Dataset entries
== == ==
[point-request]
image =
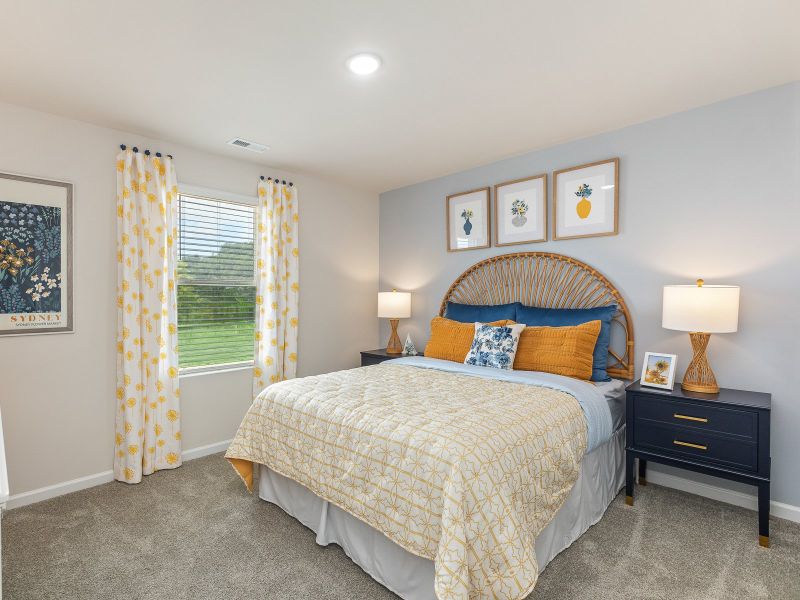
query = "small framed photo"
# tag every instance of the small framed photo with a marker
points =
(520, 211)
(586, 200)
(468, 220)
(658, 370)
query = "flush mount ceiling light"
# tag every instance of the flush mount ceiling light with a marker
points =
(363, 64)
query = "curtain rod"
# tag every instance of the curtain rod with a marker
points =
(146, 152)
(283, 181)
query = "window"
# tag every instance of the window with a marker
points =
(216, 282)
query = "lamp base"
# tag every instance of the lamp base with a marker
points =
(394, 346)
(699, 377)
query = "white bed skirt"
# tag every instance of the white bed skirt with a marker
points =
(411, 577)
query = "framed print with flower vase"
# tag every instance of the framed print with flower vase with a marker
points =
(586, 200)
(520, 211)
(468, 220)
(658, 370)
(35, 255)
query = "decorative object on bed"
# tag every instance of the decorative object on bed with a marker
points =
(534, 316)
(35, 255)
(586, 200)
(277, 284)
(520, 211)
(452, 340)
(394, 306)
(701, 310)
(468, 220)
(470, 313)
(148, 431)
(547, 280)
(494, 345)
(565, 351)
(409, 349)
(725, 435)
(658, 370)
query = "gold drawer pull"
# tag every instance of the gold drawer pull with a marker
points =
(698, 446)
(688, 418)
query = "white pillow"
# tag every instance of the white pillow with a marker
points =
(494, 346)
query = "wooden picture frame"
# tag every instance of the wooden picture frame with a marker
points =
(503, 212)
(476, 205)
(567, 227)
(36, 266)
(659, 379)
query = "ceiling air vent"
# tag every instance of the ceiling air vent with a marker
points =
(252, 146)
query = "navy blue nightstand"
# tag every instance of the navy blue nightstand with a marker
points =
(724, 435)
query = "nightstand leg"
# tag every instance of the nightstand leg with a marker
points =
(763, 514)
(630, 462)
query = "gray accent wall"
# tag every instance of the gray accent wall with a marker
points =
(713, 192)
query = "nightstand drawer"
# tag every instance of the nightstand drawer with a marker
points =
(703, 417)
(685, 442)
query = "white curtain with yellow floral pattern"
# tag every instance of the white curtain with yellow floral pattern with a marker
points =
(148, 436)
(277, 285)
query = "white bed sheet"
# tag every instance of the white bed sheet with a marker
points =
(411, 577)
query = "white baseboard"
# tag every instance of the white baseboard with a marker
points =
(750, 501)
(82, 483)
(776, 509)
(202, 451)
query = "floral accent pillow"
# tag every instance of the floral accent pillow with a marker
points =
(494, 346)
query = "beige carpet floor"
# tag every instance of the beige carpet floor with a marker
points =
(194, 533)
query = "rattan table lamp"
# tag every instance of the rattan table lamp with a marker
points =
(701, 310)
(394, 305)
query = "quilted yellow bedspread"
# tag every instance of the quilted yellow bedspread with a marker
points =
(457, 469)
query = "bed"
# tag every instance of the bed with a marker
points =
(443, 480)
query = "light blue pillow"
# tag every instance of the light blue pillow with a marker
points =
(494, 346)
(534, 316)
(484, 313)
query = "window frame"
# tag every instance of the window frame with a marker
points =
(214, 195)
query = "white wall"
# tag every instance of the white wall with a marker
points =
(710, 193)
(57, 391)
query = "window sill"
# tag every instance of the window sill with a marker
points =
(210, 369)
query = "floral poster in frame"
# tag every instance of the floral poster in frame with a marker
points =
(520, 211)
(468, 220)
(586, 200)
(35, 255)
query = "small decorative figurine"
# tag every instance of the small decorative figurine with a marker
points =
(409, 348)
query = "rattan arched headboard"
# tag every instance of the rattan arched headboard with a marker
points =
(550, 281)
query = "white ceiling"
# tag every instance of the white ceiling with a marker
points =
(464, 82)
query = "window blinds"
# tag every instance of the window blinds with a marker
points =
(216, 282)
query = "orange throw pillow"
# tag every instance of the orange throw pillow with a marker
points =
(451, 340)
(560, 350)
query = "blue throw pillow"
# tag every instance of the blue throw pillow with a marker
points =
(533, 316)
(482, 313)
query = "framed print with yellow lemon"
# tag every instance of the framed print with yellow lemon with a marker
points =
(586, 200)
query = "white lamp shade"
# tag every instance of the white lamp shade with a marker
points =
(394, 305)
(701, 308)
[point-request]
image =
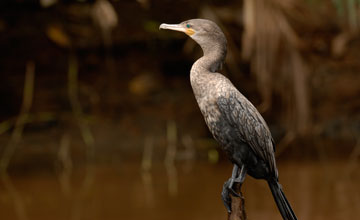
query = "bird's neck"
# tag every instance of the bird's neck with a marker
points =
(212, 60)
(203, 69)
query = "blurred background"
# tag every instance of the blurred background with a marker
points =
(98, 119)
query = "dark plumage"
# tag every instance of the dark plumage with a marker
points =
(232, 119)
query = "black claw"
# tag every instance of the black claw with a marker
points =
(225, 195)
(232, 191)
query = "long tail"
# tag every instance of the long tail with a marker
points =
(282, 203)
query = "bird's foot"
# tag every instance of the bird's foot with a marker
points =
(228, 186)
(227, 190)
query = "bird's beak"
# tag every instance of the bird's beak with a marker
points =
(177, 27)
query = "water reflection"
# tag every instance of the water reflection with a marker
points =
(315, 190)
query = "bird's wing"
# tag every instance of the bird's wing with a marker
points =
(252, 128)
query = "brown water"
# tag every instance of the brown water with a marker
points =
(121, 191)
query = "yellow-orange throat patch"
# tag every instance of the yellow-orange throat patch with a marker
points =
(189, 31)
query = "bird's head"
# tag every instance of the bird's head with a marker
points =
(205, 32)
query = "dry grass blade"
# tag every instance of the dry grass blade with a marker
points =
(270, 40)
(22, 118)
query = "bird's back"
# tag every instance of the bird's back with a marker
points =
(233, 120)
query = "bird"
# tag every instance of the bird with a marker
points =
(232, 119)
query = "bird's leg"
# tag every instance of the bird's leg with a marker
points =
(236, 177)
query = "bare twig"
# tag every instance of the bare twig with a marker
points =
(146, 175)
(16, 198)
(22, 118)
(170, 157)
(64, 158)
(85, 133)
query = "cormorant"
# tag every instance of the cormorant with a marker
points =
(234, 122)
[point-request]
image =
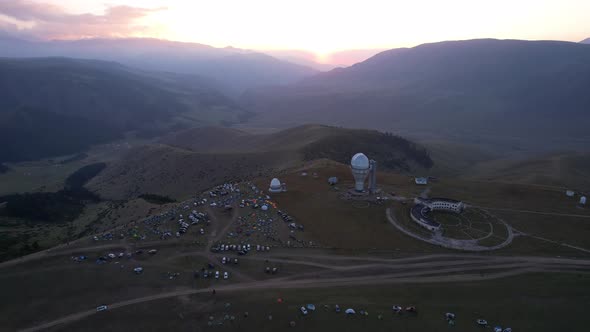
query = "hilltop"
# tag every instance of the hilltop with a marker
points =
(199, 158)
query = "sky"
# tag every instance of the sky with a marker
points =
(320, 27)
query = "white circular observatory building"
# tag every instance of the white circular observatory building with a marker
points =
(360, 167)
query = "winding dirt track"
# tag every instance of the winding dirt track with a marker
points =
(331, 270)
(419, 269)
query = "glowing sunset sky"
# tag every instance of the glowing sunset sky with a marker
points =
(317, 26)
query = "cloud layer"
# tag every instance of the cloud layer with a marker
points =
(47, 21)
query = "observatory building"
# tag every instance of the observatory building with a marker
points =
(276, 186)
(362, 167)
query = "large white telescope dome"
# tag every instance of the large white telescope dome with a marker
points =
(359, 161)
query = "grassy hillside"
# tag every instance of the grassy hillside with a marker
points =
(200, 158)
(313, 141)
(564, 170)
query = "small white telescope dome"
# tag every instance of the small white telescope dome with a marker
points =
(275, 186)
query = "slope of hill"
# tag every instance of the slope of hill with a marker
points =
(234, 69)
(55, 106)
(489, 91)
(197, 159)
(563, 170)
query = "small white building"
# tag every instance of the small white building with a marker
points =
(276, 186)
(421, 181)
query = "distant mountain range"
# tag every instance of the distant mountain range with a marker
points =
(53, 106)
(505, 93)
(235, 70)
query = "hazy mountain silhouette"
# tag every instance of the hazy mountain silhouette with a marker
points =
(235, 69)
(496, 91)
(55, 106)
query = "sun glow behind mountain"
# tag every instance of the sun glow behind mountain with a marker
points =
(320, 27)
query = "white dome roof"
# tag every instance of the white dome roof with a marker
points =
(359, 161)
(275, 183)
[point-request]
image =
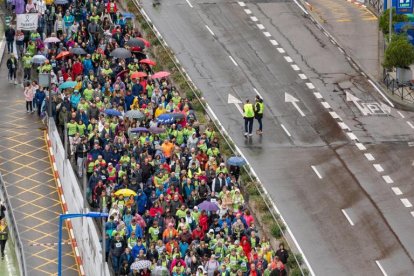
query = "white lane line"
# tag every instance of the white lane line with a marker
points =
(257, 92)
(406, 202)
(274, 42)
(284, 128)
(211, 32)
(347, 217)
(318, 95)
(303, 76)
(310, 85)
(360, 146)
(189, 3)
(326, 105)
(382, 94)
(387, 179)
(369, 156)
(396, 190)
(378, 167)
(234, 62)
(410, 124)
(381, 268)
(316, 171)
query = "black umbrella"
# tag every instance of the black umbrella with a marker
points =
(121, 53)
(78, 51)
(135, 42)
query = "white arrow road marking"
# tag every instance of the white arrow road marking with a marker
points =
(233, 100)
(348, 217)
(293, 100)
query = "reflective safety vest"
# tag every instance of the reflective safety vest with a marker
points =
(248, 110)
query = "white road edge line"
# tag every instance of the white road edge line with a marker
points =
(211, 32)
(189, 3)
(347, 217)
(234, 62)
(284, 128)
(381, 268)
(316, 171)
(379, 91)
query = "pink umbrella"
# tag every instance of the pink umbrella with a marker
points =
(161, 74)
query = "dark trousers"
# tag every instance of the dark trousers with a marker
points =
(248, 125)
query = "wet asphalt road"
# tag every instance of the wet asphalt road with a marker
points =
(314, 172)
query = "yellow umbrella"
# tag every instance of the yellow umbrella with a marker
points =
(125, 192)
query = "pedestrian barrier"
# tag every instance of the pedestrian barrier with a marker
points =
(84, 230)
(14, 236)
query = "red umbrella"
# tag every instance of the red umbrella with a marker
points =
(148, 61)
(137, 75)
(161, 74)
(63, 54)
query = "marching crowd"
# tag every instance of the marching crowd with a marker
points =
(174, 205)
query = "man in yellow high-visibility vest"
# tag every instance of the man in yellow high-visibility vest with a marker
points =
(248, 118)
(258, 113)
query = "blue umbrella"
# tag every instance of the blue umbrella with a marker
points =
(208, 206)
(113, 112)
(166, 119)
(236, 161)
(139, 129)
(67, 84)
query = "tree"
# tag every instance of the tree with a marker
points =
(384, 19)
(399, 53)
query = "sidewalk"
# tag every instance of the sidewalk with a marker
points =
(354, 27)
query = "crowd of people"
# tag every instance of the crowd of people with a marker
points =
(175, 206)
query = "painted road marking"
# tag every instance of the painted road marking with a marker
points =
(396, 190)
(406, 202)
(369, 156)
(274, 42)
(316, 172)
(310, 85)
(381, 268)
(211, 32)
(234, 62)
(284, 128)
(378, 167)
(347, 217)
(387, 179)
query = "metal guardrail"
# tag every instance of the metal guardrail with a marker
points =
(13, 231)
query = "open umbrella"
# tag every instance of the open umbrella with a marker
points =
(135, 114)
(78, 51)
(38, 59)
(52, 39)
(63, 54)
(148, 61)
(208, 206)
(236, 161)
(125, 192)
(121, 53)
(113, 112)
(156, 130)
(139, 129)
(161, 74)
(137, 75)
(135, 42)
(67, 84)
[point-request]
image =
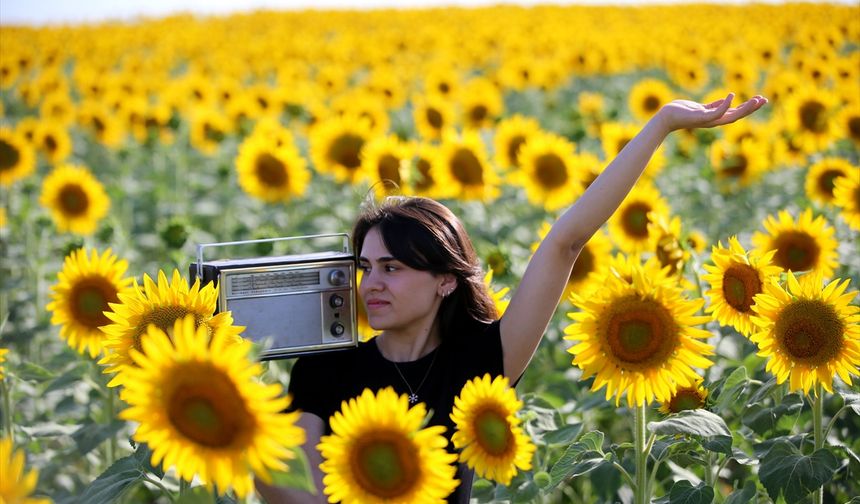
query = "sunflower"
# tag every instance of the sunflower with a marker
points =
(159, 304)
(801, 245)
(646, 98)
(76, 199)
(86, 286)
(16, 484)
(686, 398)
(808, 333)
(736, 277)
(497, 295)
(822, 176)
(269, 171)
(638, 338)
(488, 431)
(383, 161)
(378, 452)
(336, 144)
(511, 134)
(628, 226)
(16, 157)
(547, 171)
(200, 405)
(461, 167)
(846, 196)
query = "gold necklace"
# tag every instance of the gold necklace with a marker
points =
(413, 394)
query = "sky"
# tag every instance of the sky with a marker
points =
(42, 12)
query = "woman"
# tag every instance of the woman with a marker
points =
(422, 287)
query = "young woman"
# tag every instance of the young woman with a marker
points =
(423, 289)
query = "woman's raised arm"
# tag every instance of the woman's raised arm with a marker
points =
(536, 298)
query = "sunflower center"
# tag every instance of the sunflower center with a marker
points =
(346, 150)
(493, 432)
(796, 251)
(9, 156)
(466, 167)
(550, 171)
(810, 331)
(826, 181)
(640, 333)
(389, 168)
(73, 200)
(89, 299)
(205, 406)
(434, 118)
(582, 267)
(385, 464)
(740, 285)
(270, 170)
(813, 117)
(634, 219)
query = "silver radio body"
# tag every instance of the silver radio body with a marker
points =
(293, 304)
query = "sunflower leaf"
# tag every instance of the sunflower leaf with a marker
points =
(786, 472)
(693, 422)
(683, 492)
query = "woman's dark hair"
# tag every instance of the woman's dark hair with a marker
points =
(423, 234)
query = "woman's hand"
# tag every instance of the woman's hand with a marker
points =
(688, 114)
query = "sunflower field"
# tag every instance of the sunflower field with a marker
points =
(708, 346)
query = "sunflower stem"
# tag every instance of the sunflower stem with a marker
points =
(641, 494)
(818, 433)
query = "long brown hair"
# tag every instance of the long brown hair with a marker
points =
(425, 235)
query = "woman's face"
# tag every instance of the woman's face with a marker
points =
(397, 298)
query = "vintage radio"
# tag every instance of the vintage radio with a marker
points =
(293, 304)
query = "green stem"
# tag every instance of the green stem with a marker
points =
(818, 433)
(641, 495)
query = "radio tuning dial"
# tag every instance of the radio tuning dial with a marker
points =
(337, 277)
(337, 329)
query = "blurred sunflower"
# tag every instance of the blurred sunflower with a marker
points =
(461, 167)
(801, 245)
(270, 172)
(86, 286)
(647, 96)
(821, 177)
(336, 145)
(17, 159)
(686, 398)
(511, 134)
(638, 338)
(160, 305)
(809, 333)
(547, 171)
(201, 406)
(383, 161)
(76, 200)
(16, 483)
(378, 453)
(488, 432)
(846, 196)
(736, 277)
(628, 226)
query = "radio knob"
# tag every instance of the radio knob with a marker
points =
(337, 277)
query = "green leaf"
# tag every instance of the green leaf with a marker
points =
(683, 492)
(92, 434)
(787, 472)
(124, 473)
(742, 495)
(695, 422)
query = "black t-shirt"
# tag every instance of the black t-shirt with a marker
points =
(320, 383)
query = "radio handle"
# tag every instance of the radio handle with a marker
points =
(202, 246)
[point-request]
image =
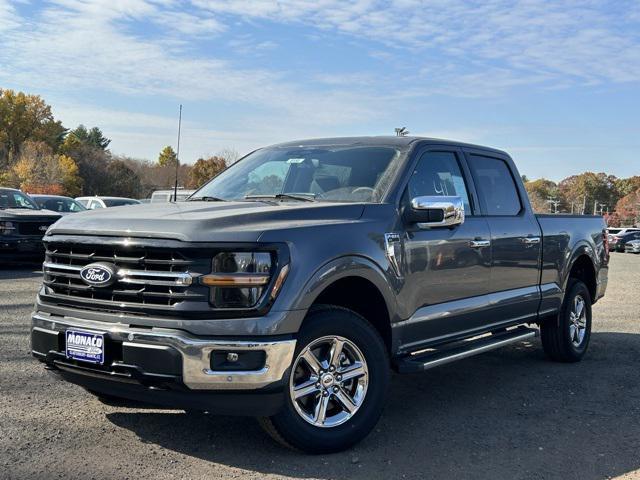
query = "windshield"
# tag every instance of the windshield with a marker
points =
(332, 173)
(62, 205)
(118, 202)
(16, 199)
== == ==
Assignment:
Would you report every line of the entries above containing the word "photo"?

Output of the task:
query = "small framed photo"
# tag every instance of the small framed photo with a marker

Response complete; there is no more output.